_EXTRACT:_
Pseudoperonospora cannabina

Scientific classification
- Domain: Eukaryota
- Clade: Sar
- Clade: Stramenopiles
- Phylum: Oomycota
- Class: Peronosporomycetes
- Order: Peronosporales
- Family: Peronosporaceae
- Genus: Pseudoperonospora
- Species: P. cannabina
- Binomial name: Pseudoperonospora cannabina (G.H. Otth) Curzi, (1926)
- Synonyms: Peronoplasmopara cannabina (G.H. Otth) Peglion Peronospora cannabina G.H. Otth, (1869)

= Pseudoperonospora cannabina =

- Genus: Pseudoperonospora
- Species: cannabina
- Authority: (G.H. Otth) Curzi, (1926)
- Synonyms: Peronoplasmopara cannabina (G.H. Otth) Peglion, Peronospora cannabina G.H. Otth, (1869)

Species of single-celled organism

Pseudoperonospora cannabina is a plant pathogen that causes downy mildew, which is a fungal-like disease caused by an oomycete.

==Host and symptoms==
The host of this disease is hemp (Cannabis sativa). The disease has been observed in Europe and parts of Asia, and on wild hemp in Illinois, suggesting that it has spread to the Western hemisphere. The symptoms that correspond with this disease include discoloration of the leaves, irregular leaf shape and death of the leaves. The leaves will begin to turn yellow, and eventually the entire plant can die. A way to diagnose this disease is to look at the underside of the leaves. The fungus grows through the top side of the leaf and makes its fruiting body on the underside. The fruiting body is where sporangia are produced, and from the sporangia, zoospores are released, which are the infectious stage of this disease cycle.

==Environment==
Downy mildew of hemp requires cool, moist weather in order to produce spores. Usually these are the temperatures either during early spring or late fall, when it is typically cooler than 65 °F, and when the humidity is near 100%. The spores are produced by the sporangia, which emerge on the underside of the leaves of the infected plant. The sporangia pop open to release the zoospores, which require water in order to swim and infect a plant. The spores can also be transported by the wind, rain, insects, and even by people. At the end of the growing season, the pathogen overwinters by oospores that can be found in the soil or on plant debris.

_REQUIRED ACTION 1:_ According to the Pseudoperonospora cannabina article, how does the pathogen overwinter at the end of the growing season?
_REQUIRED ACTION 2:_ Extend the Pseudoperonospora cannabina article with the section that would come after its last sentence.
The items play no part in this exercise.

_DATASET RECORDS:_
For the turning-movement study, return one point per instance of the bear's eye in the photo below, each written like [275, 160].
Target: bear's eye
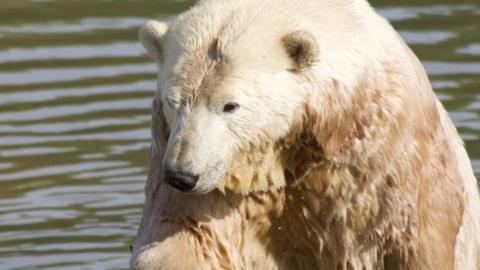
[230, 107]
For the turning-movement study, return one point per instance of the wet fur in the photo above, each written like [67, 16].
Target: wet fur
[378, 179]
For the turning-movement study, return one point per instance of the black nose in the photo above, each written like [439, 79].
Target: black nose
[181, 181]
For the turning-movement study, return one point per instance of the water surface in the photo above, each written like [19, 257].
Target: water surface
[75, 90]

---

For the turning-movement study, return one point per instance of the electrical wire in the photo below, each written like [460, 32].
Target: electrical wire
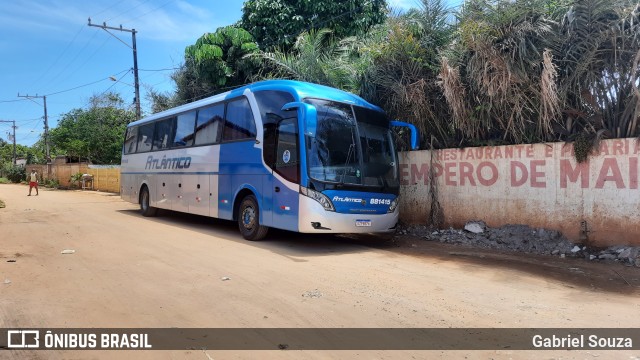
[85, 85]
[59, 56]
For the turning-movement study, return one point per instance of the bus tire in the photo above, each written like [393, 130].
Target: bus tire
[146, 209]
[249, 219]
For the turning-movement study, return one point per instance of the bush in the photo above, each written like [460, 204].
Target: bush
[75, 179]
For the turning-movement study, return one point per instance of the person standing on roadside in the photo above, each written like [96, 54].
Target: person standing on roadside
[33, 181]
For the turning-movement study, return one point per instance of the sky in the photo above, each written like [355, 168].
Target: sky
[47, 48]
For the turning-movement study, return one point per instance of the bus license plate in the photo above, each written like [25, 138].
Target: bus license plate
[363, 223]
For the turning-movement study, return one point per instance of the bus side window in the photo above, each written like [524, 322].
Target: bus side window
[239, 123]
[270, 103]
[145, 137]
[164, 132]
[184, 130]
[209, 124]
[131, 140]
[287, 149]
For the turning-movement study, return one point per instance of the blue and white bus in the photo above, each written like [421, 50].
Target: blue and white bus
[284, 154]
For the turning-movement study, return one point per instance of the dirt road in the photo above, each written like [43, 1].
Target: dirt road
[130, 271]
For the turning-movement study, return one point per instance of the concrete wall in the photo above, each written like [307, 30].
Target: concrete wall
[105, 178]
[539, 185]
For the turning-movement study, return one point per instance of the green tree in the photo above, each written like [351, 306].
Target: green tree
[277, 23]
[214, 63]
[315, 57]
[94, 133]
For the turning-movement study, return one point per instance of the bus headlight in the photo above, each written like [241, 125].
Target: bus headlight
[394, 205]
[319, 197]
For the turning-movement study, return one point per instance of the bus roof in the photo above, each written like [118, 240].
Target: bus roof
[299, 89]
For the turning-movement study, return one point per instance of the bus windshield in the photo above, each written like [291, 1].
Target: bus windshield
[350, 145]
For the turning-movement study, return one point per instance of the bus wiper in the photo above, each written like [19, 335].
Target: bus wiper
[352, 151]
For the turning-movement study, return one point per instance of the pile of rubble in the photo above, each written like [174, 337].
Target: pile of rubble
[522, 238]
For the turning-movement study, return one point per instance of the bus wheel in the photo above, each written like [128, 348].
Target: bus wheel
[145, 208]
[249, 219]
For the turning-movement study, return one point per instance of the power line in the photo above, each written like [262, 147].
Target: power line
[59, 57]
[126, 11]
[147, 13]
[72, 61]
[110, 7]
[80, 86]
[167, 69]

--

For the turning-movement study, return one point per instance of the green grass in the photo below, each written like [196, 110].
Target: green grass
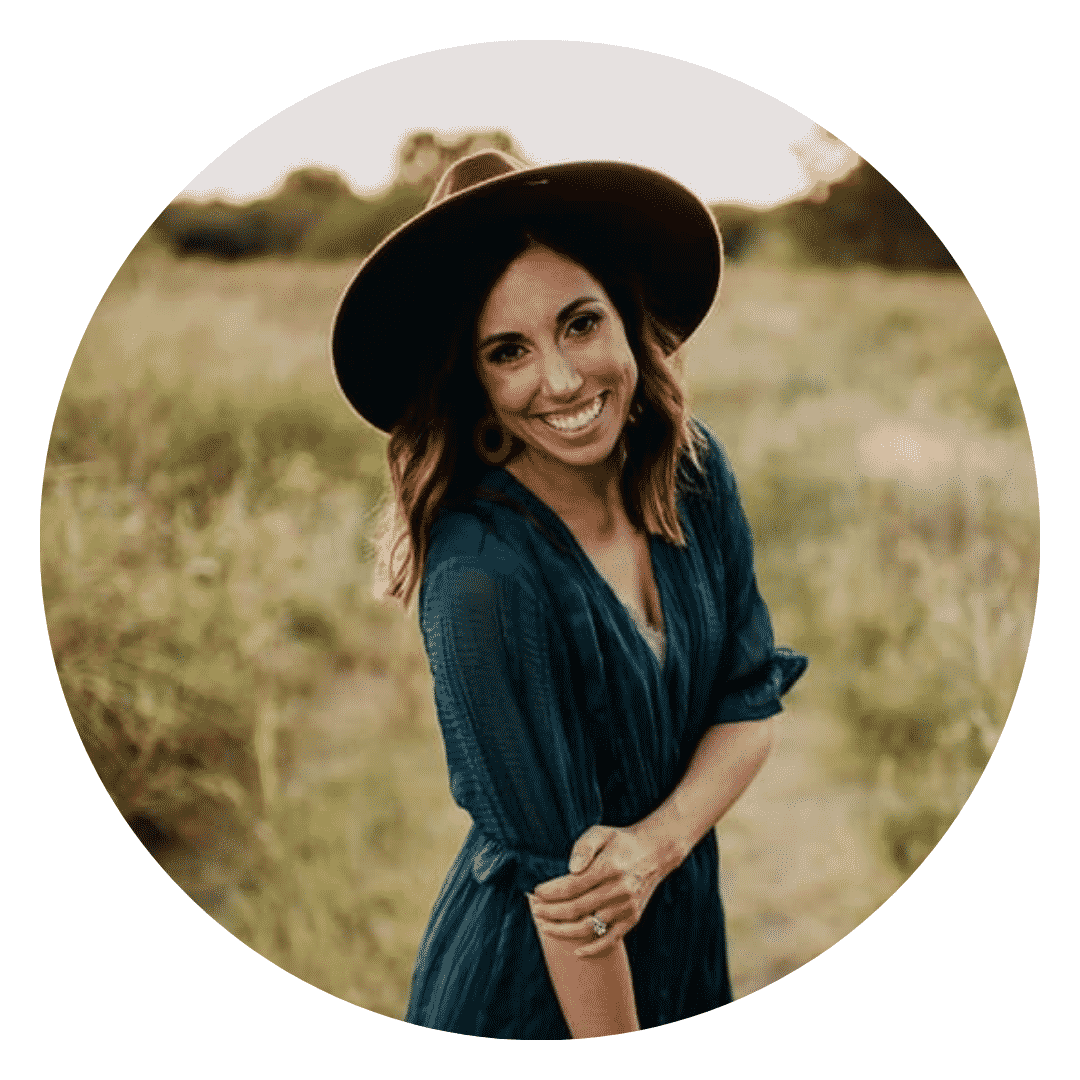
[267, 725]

_ANSWER SPACE 1:_ It overwinters as oospores in the soil or on plant debris.

_ANSWER SPACE 2:_
==Management==
There are many ways to help manage and control this disease. One of the biggest things that growers can do is being consistent with cleaning their gardening supplies. However, this means cleaning tools after tending to each plant. Also, simple practices such as a shoe washing station at the entrance of every greenhouse can help minimize the risk of spreading the disease to multiple growing areas. Crop rotation is also a beneficial cultural practice that can be done in order to reduce the spread of this disease. Proper spacing between plants is also important. When the plants are very close together, they trap moisture under their canopies and can be in contact with each other. Preventing the plants from touching each other can help cut down on the spread of Pseudoperonospora.  If the disease has become aggressive, it may be in the grower's best option to spray for the downy mildew. Products such as copper fungicide can be effective. However, it is important to ensure that the undersides of the leaves are sprayed well with the fungicide. The underside is where the fruiting bodies that produce the infectious spores are located, and this is the part of the disease cycle that may be targeted for disease control. As an extra precautionary measure, a grower can choose to have their soil either heat-sterilized or pasteurized. This process heats the soil to very high temperatures, with intentions to destroy the overwintering oospores which would otherwise restart the disease cycle in the spring. This practice of soil sterilization can be very costly, and may not complete eradicate all of the resting spores. However, if the problem is extreme enough, it may be one of the last options left, asides from finding a new plot of land.